*Instruções do exercício*:
1. As afirmações a seguir concordam com o texto sobre o tênis? Responda sim ou não a cada uma e cite as palavras exatas do texto que decidem a resposta. (a) O tênis exige muita gente para ser jogado. (b) Condomínios fechados das grandes cidades ainda mantêm pelo menos uma quadra de tênis. (c) O costume brasileiro de acompanhar um esporte só quando há brasileiros vencendo é considerado totalmente ruim.
2. Liste todas as linhas dos registros que contêm a palavra "hardwood", copiando cada uma delas.

*Texto*:
Não costumo ser um ser de corpo são, porém gosto, de vez ou outra quando estou entediado, de procurar uma quadra de tênis e jogar um pouco. Mais um esporte de bretão na minha lista de favoritismos, elevo sempre para este como argumento a favor da sua prática a facilidade de se jogar, sem demandar a necessidade de muita gente – bastando apenas dois calangos com raquetes que está tudo certo. Bate bola inicia e a distração já está garantida.

Porém, entre tantos entretantos, considerando que é um esporte relativamente barato quanto a material e a larga disponibilidade de quadra pública em grandes centros urbanos, e que não demanda da boa vontade de tanta gente assim para se jogar, é de estranhar a litania de que o tênis é, sobretudo, um esporte de elite. Antes fosse, admito, já que a áurea britânica, junto com a sua contumaz polidez, levam a isso, tendo as maiores cortes do esporte ainda se localizando nas terras da elite britânica, A.K.A., da realeza. Um dia desses um amigo meu até discutiu comigo, afirmando que o tênis continua sendo coisa de elite, “esporte de grã fino”, segundo suas próprias palavras. “Poupe-me”, permiti-me responder, expondo aqui o que eu o disse naquela ocasião.
 

Sim, até hoje os condomínios fechados das grandes cidades por aí resguardam em seus equipamentos esportivos pelo menos uma quadra de tênis, perpetuando essa característica do esporte de ser de elite, porém, no Brasil, o tênis recebeu certa brasilidade e popularidade, graças ao cair do gosto do povo brasileiro quando grandes nomes do esporte eram tupiniquins. Costumo dizer que o brasileiro tem uma mania meio chata de apenas acompanhar certo desporto quando há um brasileiro ganhando com alta frequência as grandes ligas mundiais, podendo eu enumerar diversos exemplos – tal como o famigerado Guga, não por acaso o colocando aqui. Esse costume brasiliano não é de todo ruim, afinal, já que no caso do tênis isso gerou um movimento de popularização, sendo muitas vezes parte da política esportiva de certos municípios incentivar a prática deste.

(Dados de anotação de localização de objetos)
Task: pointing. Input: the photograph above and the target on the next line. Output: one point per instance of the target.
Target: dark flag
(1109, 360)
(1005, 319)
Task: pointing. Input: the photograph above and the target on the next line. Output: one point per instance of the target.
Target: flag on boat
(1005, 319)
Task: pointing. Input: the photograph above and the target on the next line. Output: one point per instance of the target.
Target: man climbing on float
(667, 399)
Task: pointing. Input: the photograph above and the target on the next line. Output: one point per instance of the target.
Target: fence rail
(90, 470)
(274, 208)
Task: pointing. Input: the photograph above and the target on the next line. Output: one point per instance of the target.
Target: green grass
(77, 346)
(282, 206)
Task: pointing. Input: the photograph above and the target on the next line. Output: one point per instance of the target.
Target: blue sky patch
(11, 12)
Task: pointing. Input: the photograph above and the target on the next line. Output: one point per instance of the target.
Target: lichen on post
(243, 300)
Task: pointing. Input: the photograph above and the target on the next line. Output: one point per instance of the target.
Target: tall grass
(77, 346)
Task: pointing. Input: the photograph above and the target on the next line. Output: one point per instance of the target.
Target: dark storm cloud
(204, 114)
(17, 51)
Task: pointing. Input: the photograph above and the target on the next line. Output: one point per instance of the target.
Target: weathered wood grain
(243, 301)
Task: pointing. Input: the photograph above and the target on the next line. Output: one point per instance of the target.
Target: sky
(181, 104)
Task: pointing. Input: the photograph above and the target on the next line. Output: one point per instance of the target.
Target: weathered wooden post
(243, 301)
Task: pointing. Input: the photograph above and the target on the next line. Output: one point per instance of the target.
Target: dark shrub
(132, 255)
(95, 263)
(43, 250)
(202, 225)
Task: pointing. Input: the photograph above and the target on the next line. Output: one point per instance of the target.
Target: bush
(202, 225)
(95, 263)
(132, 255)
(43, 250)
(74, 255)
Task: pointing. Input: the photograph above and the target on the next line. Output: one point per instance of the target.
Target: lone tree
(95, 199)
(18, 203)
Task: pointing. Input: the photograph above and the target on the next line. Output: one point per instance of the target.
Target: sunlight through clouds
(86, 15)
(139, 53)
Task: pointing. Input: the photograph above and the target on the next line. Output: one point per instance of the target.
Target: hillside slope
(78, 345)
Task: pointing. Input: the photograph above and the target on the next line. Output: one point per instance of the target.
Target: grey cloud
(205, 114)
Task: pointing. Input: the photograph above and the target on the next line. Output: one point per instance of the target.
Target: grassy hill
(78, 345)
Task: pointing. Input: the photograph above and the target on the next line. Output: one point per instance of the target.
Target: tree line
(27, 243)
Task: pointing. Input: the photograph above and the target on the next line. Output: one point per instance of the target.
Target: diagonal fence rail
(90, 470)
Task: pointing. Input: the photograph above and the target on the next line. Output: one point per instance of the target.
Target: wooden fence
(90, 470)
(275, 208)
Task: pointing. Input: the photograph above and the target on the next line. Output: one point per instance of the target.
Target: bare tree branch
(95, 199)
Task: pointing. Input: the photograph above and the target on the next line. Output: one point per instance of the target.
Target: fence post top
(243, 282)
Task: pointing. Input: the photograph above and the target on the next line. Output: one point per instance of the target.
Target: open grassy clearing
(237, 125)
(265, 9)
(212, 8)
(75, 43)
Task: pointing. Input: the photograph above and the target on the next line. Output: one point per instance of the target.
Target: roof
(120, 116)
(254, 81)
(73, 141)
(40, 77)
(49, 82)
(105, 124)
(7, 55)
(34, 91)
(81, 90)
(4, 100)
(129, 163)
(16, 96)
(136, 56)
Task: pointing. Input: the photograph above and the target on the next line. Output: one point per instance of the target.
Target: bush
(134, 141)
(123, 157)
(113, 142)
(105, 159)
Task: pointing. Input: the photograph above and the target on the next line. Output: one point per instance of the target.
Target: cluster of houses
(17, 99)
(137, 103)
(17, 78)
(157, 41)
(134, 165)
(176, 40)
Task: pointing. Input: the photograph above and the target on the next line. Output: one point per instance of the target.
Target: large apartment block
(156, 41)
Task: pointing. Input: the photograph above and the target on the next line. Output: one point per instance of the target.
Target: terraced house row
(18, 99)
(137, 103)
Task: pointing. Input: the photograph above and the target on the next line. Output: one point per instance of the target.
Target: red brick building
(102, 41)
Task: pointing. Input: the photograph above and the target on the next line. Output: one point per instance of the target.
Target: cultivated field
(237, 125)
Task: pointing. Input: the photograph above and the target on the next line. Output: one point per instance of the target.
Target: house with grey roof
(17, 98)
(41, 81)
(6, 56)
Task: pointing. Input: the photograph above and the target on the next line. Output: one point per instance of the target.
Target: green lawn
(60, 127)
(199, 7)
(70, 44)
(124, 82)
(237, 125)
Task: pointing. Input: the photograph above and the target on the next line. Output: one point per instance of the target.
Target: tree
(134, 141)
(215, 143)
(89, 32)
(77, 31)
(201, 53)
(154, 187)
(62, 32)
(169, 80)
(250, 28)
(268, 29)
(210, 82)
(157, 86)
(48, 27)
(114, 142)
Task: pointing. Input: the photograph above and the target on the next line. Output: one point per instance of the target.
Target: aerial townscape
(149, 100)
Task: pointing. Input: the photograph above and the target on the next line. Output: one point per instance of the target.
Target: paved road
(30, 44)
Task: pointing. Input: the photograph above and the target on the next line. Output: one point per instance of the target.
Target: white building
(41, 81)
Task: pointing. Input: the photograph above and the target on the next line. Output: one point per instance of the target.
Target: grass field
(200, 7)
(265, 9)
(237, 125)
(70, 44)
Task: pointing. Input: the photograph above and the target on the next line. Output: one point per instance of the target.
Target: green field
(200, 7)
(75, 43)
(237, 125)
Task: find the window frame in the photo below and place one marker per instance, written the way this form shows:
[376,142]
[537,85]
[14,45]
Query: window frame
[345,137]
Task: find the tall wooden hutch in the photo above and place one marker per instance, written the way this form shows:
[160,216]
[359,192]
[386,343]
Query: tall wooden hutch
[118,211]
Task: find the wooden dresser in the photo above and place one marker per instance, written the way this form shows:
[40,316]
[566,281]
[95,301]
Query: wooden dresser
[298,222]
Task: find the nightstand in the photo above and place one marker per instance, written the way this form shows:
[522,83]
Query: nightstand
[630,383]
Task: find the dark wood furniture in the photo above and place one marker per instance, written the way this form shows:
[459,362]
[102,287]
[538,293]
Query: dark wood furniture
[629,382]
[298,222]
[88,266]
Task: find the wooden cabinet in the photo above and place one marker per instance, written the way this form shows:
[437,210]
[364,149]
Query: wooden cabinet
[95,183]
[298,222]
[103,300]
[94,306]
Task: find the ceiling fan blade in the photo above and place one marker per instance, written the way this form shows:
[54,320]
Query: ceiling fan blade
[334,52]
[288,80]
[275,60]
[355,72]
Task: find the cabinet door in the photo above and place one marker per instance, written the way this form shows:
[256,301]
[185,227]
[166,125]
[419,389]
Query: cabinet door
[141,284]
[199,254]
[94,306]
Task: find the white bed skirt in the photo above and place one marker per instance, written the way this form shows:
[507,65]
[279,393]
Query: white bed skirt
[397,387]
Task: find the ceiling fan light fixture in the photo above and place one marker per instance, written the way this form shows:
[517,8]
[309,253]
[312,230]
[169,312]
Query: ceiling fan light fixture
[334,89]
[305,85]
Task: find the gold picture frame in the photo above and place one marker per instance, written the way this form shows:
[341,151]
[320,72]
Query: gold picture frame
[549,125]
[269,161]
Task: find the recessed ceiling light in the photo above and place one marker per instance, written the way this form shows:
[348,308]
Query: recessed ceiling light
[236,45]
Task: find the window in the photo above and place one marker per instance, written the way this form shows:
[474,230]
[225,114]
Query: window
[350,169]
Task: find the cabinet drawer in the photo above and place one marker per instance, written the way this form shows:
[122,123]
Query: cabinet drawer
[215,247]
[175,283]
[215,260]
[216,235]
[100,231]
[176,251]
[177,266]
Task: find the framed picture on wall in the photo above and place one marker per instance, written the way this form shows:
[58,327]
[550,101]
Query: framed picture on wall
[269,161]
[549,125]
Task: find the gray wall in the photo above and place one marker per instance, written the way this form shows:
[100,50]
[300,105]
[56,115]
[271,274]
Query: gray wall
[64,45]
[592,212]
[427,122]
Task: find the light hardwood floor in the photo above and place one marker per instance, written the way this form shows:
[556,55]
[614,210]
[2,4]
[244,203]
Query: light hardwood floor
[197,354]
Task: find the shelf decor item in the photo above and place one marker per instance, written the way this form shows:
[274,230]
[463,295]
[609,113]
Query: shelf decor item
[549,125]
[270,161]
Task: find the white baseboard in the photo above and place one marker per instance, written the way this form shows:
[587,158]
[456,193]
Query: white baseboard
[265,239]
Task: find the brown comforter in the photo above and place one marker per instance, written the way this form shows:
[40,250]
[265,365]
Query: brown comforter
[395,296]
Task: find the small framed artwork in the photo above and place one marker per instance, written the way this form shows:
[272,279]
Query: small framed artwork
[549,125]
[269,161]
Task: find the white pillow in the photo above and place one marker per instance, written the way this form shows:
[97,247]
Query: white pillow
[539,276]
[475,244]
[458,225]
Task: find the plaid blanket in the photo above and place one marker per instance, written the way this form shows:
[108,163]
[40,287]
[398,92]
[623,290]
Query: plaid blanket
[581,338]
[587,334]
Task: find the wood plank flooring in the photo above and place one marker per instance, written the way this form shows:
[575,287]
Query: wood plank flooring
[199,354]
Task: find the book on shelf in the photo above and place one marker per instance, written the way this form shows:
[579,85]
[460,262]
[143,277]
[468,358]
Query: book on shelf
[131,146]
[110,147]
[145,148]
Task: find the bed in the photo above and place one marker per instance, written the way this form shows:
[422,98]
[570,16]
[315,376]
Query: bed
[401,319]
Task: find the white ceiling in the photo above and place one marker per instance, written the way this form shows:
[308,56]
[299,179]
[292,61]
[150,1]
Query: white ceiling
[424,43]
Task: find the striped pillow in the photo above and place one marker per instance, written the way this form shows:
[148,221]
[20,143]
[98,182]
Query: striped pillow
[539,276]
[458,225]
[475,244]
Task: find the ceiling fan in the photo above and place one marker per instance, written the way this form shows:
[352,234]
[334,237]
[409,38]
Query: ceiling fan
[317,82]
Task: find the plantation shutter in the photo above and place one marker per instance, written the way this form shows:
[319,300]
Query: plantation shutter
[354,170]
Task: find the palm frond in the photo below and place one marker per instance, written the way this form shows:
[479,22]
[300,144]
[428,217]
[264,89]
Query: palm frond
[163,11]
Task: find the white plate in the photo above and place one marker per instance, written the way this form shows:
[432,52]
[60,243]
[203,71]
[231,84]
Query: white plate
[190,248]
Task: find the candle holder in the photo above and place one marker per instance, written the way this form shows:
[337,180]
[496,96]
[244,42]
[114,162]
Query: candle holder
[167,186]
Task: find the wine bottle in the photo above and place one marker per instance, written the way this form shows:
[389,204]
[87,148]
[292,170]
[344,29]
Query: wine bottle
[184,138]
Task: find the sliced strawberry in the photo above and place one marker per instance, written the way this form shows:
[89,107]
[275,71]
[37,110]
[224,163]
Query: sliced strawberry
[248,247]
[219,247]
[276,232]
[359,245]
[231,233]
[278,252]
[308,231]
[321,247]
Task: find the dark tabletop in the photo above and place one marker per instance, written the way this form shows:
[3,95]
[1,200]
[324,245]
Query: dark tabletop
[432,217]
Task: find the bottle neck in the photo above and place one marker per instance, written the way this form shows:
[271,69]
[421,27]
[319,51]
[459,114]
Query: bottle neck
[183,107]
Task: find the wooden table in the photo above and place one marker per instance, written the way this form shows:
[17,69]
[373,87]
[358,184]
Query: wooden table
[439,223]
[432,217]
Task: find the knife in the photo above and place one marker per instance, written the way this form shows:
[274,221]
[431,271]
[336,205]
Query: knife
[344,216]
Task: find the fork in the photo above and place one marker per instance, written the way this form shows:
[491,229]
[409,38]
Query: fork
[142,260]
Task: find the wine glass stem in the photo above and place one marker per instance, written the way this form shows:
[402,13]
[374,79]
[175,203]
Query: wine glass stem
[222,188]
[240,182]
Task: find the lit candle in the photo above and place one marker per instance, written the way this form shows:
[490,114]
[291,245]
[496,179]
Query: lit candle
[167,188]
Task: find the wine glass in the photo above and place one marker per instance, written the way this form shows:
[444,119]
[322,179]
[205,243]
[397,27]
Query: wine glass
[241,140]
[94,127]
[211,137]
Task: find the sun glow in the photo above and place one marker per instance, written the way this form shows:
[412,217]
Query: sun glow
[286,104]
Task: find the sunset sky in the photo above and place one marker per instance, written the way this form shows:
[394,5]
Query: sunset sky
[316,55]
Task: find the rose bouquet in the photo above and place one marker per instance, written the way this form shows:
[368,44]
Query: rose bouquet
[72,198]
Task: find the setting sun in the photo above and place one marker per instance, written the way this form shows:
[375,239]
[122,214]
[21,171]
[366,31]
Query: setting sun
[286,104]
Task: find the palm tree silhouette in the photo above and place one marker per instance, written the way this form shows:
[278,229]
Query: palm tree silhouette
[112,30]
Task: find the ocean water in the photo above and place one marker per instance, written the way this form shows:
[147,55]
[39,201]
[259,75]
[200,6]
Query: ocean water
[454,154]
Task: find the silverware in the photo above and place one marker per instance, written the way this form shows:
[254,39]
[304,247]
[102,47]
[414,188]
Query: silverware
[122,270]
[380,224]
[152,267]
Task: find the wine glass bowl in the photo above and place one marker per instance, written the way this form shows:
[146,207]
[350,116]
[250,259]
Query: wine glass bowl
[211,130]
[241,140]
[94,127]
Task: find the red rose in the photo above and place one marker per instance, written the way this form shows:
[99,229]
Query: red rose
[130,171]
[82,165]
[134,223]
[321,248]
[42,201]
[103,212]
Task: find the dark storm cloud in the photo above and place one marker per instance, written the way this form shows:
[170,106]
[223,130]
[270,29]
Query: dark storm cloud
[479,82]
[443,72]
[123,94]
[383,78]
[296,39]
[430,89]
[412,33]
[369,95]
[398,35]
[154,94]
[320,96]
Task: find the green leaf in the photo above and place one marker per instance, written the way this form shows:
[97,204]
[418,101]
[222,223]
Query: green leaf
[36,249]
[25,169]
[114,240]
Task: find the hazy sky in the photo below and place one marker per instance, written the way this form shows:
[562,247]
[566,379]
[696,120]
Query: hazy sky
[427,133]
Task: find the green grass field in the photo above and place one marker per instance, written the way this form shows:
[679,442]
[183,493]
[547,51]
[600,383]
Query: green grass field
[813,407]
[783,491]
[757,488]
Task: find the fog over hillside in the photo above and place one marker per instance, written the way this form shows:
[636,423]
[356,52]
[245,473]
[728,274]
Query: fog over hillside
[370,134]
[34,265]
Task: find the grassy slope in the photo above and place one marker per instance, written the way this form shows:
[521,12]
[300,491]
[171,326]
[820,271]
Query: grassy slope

*Respostas esperadas*:
1.
(a) Não: "sem demandar a necessidade de muita gente – bastando apenas dois calangos com raquetes que está tudo certo".
(b) Sim: "até hoje os condomínios fechados das grandes cidades por aí resguardam em seus equipamentos esportivos pelo menos uma quadra de tênis".
(c) Não: "Esse costume brasiliano não é de todo ruim".

2.
Task: find the light hardwood floor in the photo above and place one marker per instance, written the way this form shows:
Query: light hardwood floor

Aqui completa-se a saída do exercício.